▽

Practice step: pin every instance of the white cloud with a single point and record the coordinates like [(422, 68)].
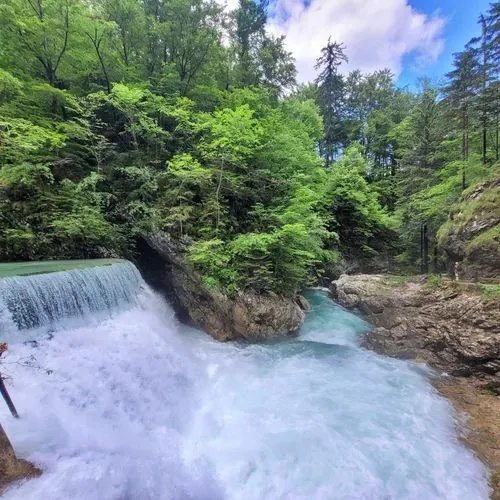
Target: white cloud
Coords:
[(377, 33)]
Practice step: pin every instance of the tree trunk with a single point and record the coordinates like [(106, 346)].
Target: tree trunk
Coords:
[(424, 249)]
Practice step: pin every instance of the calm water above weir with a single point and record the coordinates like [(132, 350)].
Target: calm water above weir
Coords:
[(138, 407)]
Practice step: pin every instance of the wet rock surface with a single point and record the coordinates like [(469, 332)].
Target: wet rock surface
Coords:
[(12, 468), (248, 316), (452, 329)]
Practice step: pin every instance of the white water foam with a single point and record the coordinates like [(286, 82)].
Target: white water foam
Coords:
[(137, 407)]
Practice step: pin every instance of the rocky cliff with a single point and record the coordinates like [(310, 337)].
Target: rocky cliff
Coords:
[(453, 327), (472, 235), (246, 316)]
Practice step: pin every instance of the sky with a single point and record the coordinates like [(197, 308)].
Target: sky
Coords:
[(412, 38)]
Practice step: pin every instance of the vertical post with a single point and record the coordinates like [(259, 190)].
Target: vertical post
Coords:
[(425, 241), (7, 398)]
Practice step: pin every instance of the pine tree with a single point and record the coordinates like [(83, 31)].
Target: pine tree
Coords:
[(331, 98)]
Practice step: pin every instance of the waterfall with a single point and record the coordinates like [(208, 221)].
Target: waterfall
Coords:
[(123, 402), (39, 303)]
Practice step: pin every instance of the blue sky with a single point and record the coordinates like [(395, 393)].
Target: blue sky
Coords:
[(412, 38), (461, 25)]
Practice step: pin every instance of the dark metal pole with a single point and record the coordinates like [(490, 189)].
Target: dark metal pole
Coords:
[(7, 399)]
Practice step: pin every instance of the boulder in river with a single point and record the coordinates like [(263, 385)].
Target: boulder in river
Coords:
[(246, 316), (13, 468), (452, 326)]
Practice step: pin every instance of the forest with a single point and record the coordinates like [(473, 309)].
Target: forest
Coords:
[(120, 118)]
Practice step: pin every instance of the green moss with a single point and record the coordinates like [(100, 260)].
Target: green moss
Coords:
[(490, 291), (434, 281), (50, 266)]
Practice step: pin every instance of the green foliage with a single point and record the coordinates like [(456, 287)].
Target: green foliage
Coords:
[(120, 117)]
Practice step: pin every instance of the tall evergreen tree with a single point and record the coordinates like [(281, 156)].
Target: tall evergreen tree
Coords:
[(331, 98)]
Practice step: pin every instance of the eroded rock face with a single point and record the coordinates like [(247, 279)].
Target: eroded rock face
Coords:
[(472, 238), (247, 316), (13, 468), (452, 329)]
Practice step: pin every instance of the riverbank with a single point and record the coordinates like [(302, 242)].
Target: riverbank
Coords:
[(480, 426), (454, 328)]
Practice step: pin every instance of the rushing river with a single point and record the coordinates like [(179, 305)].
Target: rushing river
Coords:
[(135, 406)]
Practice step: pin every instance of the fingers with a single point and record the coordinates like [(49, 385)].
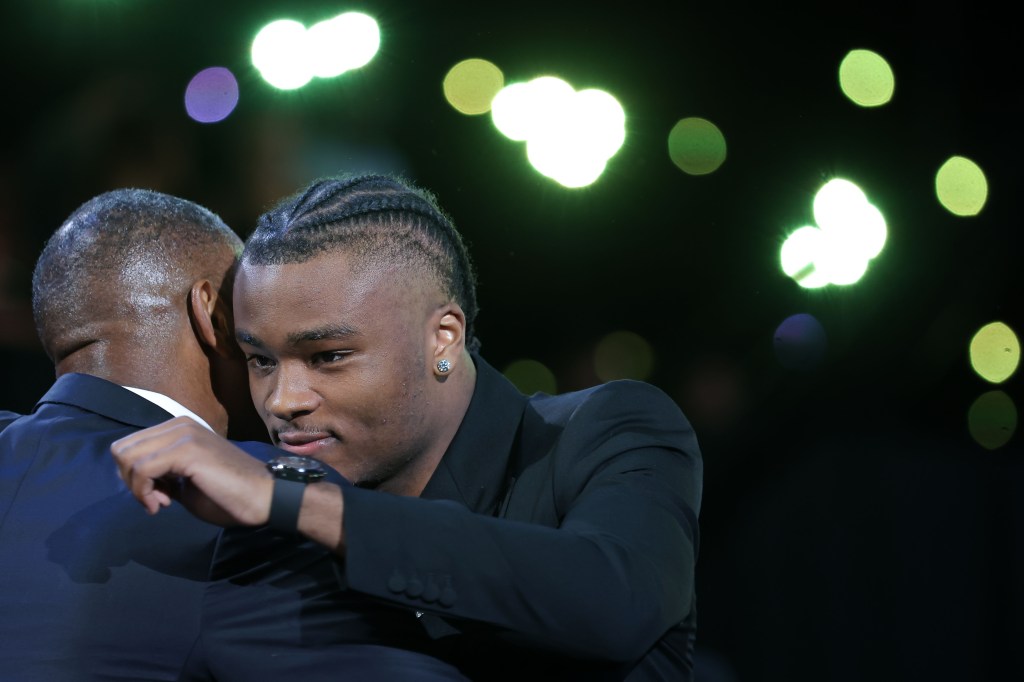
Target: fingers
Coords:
[(183, 461), (146, 457)]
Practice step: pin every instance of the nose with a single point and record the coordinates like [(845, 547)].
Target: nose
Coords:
[(292, 394)]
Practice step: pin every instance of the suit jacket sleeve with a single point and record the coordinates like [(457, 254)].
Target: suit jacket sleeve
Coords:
[(595, 556)]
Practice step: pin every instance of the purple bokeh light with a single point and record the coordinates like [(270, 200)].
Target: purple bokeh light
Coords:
[(212, 94), (800, 342)]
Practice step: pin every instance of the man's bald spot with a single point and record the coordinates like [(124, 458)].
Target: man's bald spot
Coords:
[(123, 263)]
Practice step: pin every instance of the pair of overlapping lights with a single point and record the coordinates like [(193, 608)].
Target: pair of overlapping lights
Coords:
[(569, 135)]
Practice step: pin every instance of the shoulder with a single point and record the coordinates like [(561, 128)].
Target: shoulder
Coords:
[(624, 401), (6, 417)]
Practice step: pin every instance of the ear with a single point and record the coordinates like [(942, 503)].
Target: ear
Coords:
[(448, 336), (211, 317)]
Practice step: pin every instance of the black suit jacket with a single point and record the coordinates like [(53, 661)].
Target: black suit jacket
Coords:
[(6, 417), (556, 541), (91, 587)]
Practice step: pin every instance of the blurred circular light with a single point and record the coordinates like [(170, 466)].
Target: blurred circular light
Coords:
[(800, 342), (798, 257), (995, 352), (961, 186), (281, 54), (345, 42), (696, 146), (623, 355), (211, 94), (529, 377), (471, 85), (866, 78)]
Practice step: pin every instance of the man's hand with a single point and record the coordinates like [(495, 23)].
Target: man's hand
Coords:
[(181, 460)]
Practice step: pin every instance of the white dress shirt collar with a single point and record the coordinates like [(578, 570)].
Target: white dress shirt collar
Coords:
[(170, 405)]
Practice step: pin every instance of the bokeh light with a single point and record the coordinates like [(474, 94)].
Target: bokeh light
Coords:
[(961, 186), (288, 55), (866, 78), (211, 94), (623, 354), (994, 352), (992, 419), (345, 42), (279, 52), (696, 146), (471, 85), (800, 342), (530, 376), (569, 135), (851, 231)]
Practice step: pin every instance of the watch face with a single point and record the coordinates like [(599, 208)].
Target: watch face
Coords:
[(296, 467)]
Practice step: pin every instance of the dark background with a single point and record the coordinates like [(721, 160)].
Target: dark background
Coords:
[(852, 528)]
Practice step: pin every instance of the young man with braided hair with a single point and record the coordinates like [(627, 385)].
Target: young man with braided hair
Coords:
[(525, 537)]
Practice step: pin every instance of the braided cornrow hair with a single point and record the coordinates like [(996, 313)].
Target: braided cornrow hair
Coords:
[(374, 214)]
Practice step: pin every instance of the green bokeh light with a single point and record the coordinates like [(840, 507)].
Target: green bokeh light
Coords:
[(471, 85), (696, 146), (866, 78), (961, 186), (623, 354), (995, 352)]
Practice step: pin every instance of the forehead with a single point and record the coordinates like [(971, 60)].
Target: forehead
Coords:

△

### Work order
Give only the number of lines in the records that include the word "cornrow".

### Task answer
2